§ What you should do
How many lines in the material below contain the word "integers"? Reply with the number alone.

§ Exercise data
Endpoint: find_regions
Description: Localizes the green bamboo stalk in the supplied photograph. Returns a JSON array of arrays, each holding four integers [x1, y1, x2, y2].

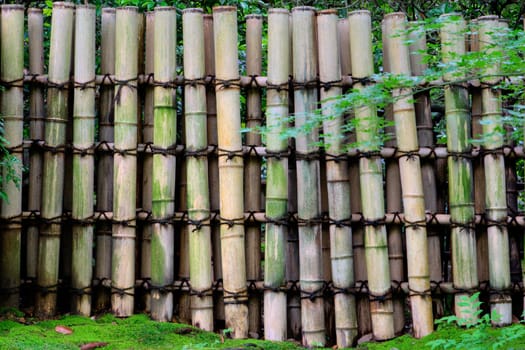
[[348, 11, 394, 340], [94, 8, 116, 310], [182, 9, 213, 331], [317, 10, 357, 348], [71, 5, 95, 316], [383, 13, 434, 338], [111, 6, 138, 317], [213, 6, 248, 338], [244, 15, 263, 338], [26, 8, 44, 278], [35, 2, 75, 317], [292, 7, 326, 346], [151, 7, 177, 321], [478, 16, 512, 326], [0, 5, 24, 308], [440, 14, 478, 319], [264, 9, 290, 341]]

--

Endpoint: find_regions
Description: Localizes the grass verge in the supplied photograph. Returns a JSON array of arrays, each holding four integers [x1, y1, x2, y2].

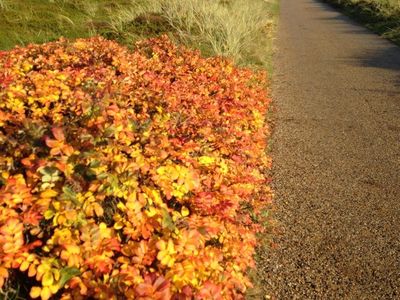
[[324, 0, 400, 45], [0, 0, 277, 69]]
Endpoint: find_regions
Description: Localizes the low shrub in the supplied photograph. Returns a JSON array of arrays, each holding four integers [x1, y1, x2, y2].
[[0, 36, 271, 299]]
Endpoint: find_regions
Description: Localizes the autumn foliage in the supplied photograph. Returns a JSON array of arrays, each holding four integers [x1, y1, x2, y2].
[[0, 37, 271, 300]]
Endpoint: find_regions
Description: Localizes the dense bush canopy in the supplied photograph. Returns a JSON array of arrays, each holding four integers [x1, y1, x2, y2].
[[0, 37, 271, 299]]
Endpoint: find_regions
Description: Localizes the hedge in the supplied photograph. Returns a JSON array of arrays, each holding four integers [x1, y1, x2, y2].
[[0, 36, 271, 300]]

* * *

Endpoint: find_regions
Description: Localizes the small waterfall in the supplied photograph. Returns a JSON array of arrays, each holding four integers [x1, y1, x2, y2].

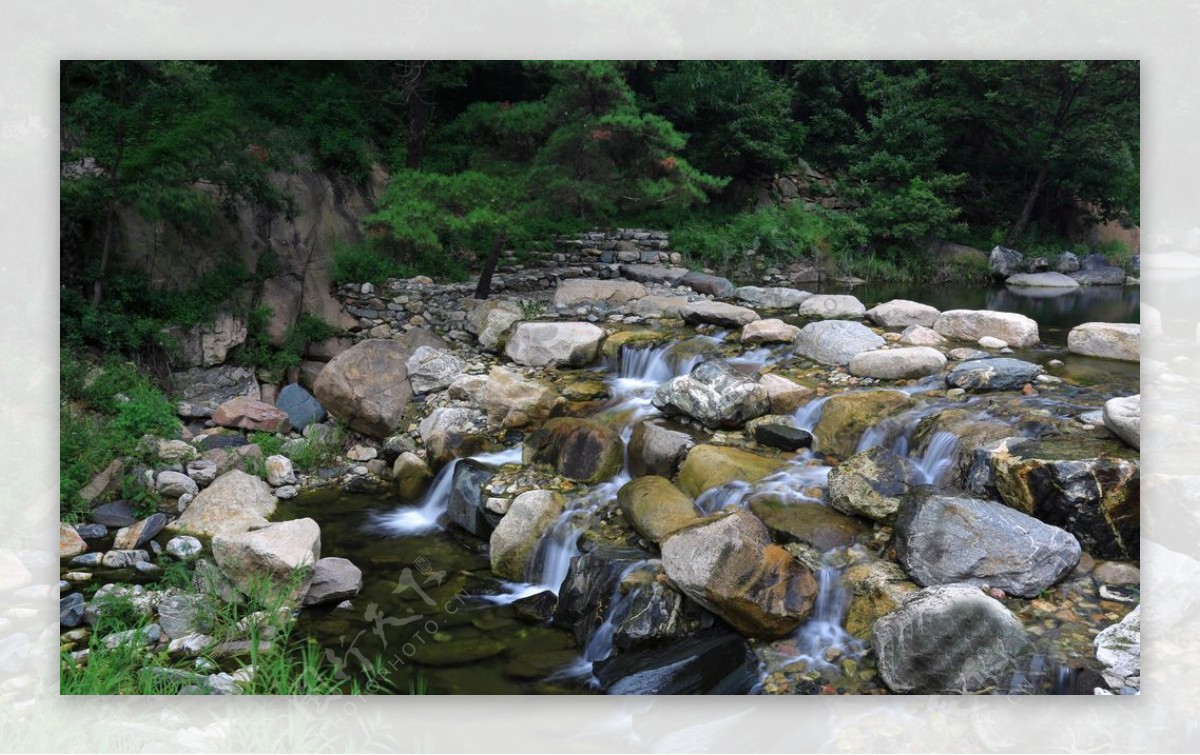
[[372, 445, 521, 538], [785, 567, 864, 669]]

§ Worked answer
7